WHO'S COMING TO GREENSBORO?

Revival of an historic town

Young professionals in casual dress are a common sight on the streets of Greensboro and Hale County. Unlike many small towns in the rural south, Greensboro is home to significant non-profit organizations aiming to revitalize the area and offer better lives for the people who live here.

Modern architectural home with an angular roof and surrounded by greenery.

Rural Studio

The first was Auburn University’s long-standing program for creating better living and working buildings. Arresting architecture with unusual building materials are tangible results of the Rural Studio’s work, easily recognized as visitors explore the Black Belt.

Auburn University’s Rural Studio brings architecture professionals and their students to Greensboro and Hale County. Every year some four dozen students move here. The building projects teach housing access, affordability, small-scale farming and high-quality architecture that builds equity.

The Rural Studio says students come to conduct “research on sustainable, healthful rural living through both housing and the vital systems we foster to ensure our communities thrive.”

Logo of Project Horseshoe Farm featuring a horseshoe design and the tagline "Community Health."

Project Horseshoe Farm

Another long-lived project on Main Street restored the historic Greensboro Hotel into a thriving living space for fellows at Project Horseshoe Farm. This popular gap year for students preparing for medical school brings two dozen top college graduates to Greensboro and Perry County for a fellowship of service learning. They partner with seniors, children and others providing rural community support as they prepare to become medical doctors.

A woman in a Black History Museum t-shirt gestures towards a historical mural.

_STUDY MATERIAL_.
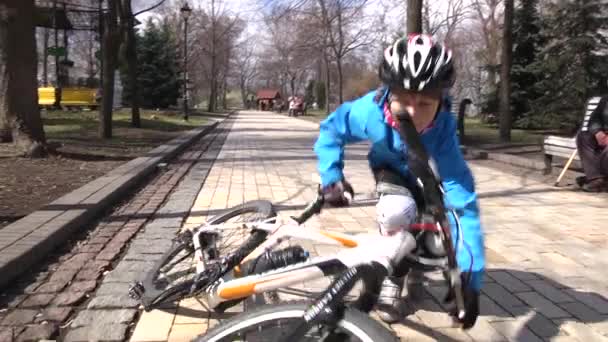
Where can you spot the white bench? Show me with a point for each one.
(565, 147)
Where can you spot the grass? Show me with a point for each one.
(60, 123)
(477, 132)
(77, 131)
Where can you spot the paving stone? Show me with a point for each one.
(488, 307)
(11, 300)
(153, 325)
(112, 302)
(504, 298)
(542, 305)
(108, 255)
(55, 314)
(186, 332)
(141, 267)
(593, 300)
(515, 331)
(53, 286)
(99, 240)
(542, 326)
(107, 288)
(582, 312)
(88, 274)
(10, 334)
(106, 333)
(431, 314)
(78, 260)
(69, 298)
(580, 331)
(62, 275)
(38, 300)
(19, 317)
(123, 277)
(82, 286)
(103, 317)
(508, 281)
(91, 248)
(39, 332)
(548, 290)
(484, 331)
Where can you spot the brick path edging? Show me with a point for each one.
(28, 240)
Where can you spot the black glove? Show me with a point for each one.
(338, 194)
(471, 303)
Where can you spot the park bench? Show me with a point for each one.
(565, 147)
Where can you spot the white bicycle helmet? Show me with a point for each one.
(417, 63)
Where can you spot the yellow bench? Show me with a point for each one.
(70, 97)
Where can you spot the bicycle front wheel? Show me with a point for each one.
(275, 322)
(172, 276)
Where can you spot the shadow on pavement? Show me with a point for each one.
(511, 294)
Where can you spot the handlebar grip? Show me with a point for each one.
(312, 209)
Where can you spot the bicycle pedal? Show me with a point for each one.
(136, 291)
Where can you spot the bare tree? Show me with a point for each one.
(214, 31)
(505, 72)
(246, 67)
(414, 16)
(344, 31)
(445, 22)
(129, 54)
(18, 85)
(488, 16)
(110, 43)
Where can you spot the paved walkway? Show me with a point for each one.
(546, 250)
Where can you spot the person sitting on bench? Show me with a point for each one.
(593, 149)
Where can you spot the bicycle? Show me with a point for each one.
(292, 266)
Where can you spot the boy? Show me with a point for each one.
(415, 72)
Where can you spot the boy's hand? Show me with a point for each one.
(339, 194)
(602, 138)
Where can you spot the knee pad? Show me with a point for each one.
(395, 213)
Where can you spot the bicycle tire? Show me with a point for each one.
(180, 287)
(357, 323)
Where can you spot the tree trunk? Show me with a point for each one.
(5, 127)
(505, 71)
(213, 91)
(18, 82)
(414, 16)
(224, 92)
(45, 57)
(243, 88)
(109, 40)
(131, 55)
(327, 81)
(340, 79)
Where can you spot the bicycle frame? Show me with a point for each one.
(361, 248)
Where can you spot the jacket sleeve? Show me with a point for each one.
(459, 185)
(345, 125)
(595, 123)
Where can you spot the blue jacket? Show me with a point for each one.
(363, 119)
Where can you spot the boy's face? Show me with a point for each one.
(422, 106)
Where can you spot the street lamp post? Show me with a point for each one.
(186, 10)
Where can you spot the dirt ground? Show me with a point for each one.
(28, 184)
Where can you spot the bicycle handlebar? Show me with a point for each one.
(429, 181)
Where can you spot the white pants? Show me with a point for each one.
(395, 213)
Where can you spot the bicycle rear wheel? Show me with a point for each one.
(172, 276)
(275, 322)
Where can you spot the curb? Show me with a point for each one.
(30, 239)
(504, 158)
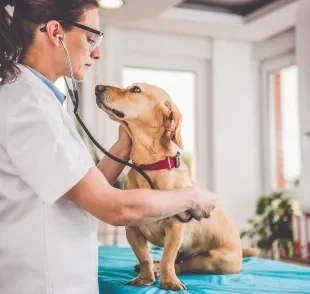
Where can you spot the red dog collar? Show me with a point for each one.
(169, 163)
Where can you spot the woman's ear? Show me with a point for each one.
(172, 119)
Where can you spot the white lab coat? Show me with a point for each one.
(47, 243)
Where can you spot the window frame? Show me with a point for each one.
(268, 67)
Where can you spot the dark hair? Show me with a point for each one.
(17, 32)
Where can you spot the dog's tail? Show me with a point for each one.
(248, 252)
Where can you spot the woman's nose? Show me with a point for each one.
(96, 53)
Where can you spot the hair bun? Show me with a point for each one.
(11, 2)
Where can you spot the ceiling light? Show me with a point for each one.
(111, 4)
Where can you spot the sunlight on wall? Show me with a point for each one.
(290, 123)
(285, 143)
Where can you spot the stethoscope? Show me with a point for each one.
(75, 100)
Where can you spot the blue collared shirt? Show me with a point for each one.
(59, 95)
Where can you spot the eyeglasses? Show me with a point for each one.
(91, 36)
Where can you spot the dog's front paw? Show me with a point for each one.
(173, 284)
(139, 281)
(156, 268)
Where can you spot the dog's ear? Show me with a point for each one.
(171, 119)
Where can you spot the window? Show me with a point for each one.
(180, 85)
(285, 130)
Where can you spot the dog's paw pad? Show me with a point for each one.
(141, 281)
(156, 268)
(174, 285)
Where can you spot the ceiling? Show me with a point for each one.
(240, 20)
(239, 7)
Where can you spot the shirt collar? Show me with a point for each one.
(59, 95)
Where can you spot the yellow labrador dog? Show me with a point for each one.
(211, 245)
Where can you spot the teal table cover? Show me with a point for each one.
(258, 276)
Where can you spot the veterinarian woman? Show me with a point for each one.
(51, 193)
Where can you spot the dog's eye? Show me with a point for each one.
(135, 89)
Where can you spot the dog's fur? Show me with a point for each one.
(211, 245)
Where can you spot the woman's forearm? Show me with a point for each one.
(147, 206)
(110, 168)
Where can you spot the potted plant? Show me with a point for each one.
(271, 228)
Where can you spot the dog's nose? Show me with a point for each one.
(100, 89)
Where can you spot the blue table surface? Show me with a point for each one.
(257, 276)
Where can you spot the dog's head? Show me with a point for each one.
(142, 106)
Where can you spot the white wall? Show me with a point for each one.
(236, 128)
(231, 118)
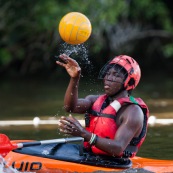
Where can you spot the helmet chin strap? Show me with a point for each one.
(115, 94)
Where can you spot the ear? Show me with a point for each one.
(131, 82)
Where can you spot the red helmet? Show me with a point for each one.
(132, 68)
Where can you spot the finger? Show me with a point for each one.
(60, 63)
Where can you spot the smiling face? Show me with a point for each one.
(114, 78)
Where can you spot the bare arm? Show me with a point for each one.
(131, 126)
(71, 101)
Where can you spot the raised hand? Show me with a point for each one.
(70, 65)
(70, 125)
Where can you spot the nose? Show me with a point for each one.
(108, 77)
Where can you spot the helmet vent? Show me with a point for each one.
(128, 61)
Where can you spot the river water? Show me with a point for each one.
(24, 99)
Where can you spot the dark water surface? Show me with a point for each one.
(26, 99)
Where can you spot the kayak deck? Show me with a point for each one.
(57, 158)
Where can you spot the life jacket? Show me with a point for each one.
(100, 120)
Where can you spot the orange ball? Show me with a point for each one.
(75, 28)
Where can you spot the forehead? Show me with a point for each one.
(116, 68)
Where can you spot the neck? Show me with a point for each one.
(121, 94)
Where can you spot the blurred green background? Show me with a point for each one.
(31, 84)
(29, 37)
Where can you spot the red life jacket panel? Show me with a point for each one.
(100, 120)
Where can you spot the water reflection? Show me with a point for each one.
(26, 99)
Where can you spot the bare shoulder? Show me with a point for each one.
(134, 114)
(92, 98)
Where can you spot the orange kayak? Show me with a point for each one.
(64, 158)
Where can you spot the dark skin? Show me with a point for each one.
(129, 118)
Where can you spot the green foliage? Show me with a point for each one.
(168, 50)
(5, 57)
(29, 33)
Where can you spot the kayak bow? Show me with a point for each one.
(65, 158)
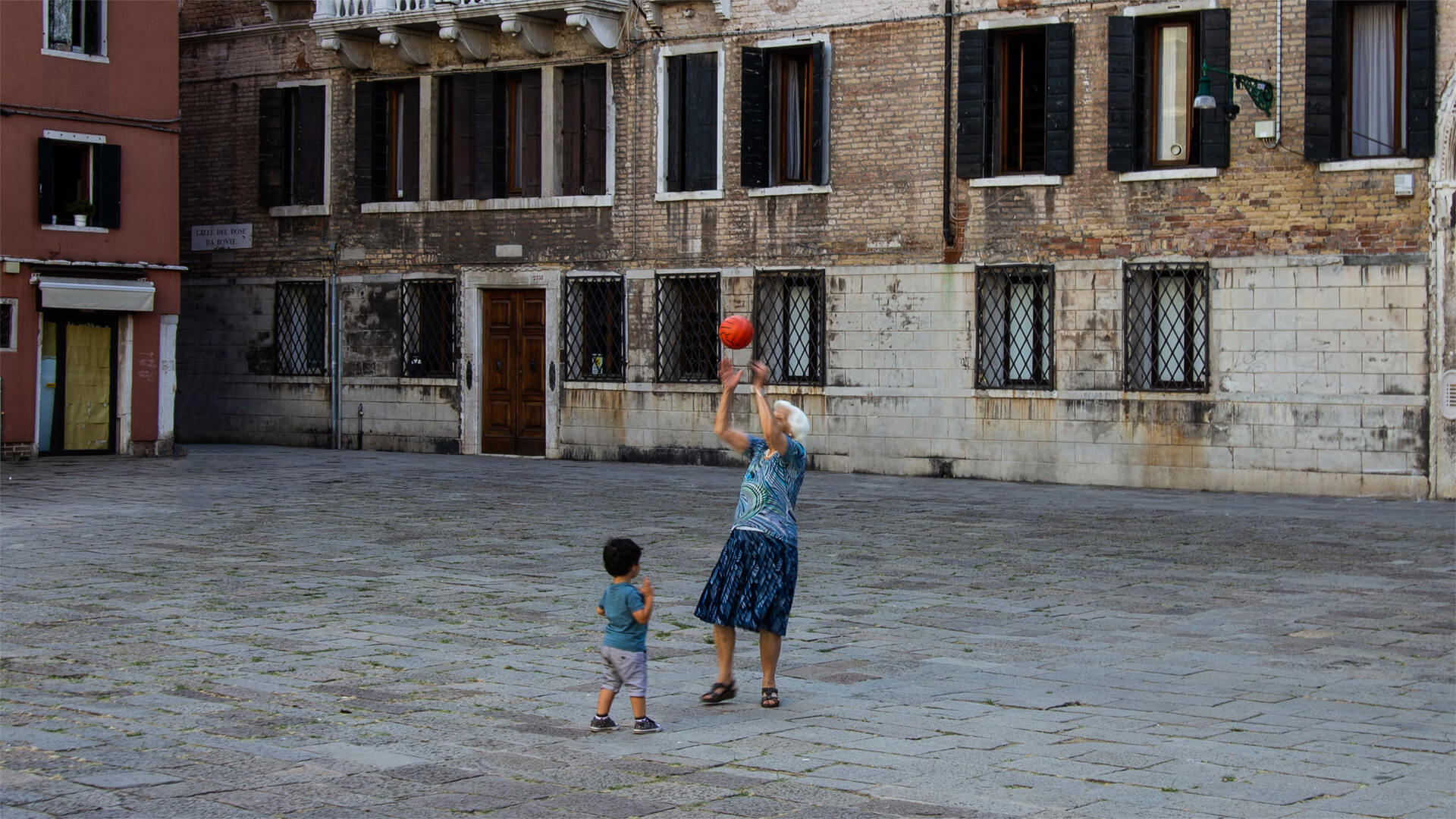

_ACTIVITIES_.
(A) Answer these questions about the text on Greensboro:
(i) How many students move to Greensboro each year for the Rural Studio?
(ii) Which historic building on Main Street became living space for Project Horseshoe Farm fellows?
(iii) How many college graduates does the Project Horseshoe Farm gap year bring?
(B) Copy word for word the part of the text on Greensboro starting at "The Rural Studio says" and ending at "a historical mural.".

_REPLIES_.
(A)
(i) Some four dozen students.
(ii) The historic Greensboro Hotel.
(iii) Two dozen top college graduates.

(B)
The Rural Studio says students come to conduct “research on sustainable, healthful rural living through both housing and the vital systems we foster to ensure our communities thrive.”

Logo of Project Horseshoe Farm featuring a horseshoe design and the tagline "Community Health."

Project Horseshoe Farm

Another long-lived project on Main Street restored the historic Greensboro Hotel into a thriving living space for fellows at Project Horseshoe Farm. This popular gap year for students preparing for medical school brings two dozen top college graduates to Greensboro and Perry County for a fellowship of service learning. They partner with seniors, children and others providing rural community support as they prepare to become medical doctors.

A woman in a Black History Museum t-shirt gestures towards a historical mural.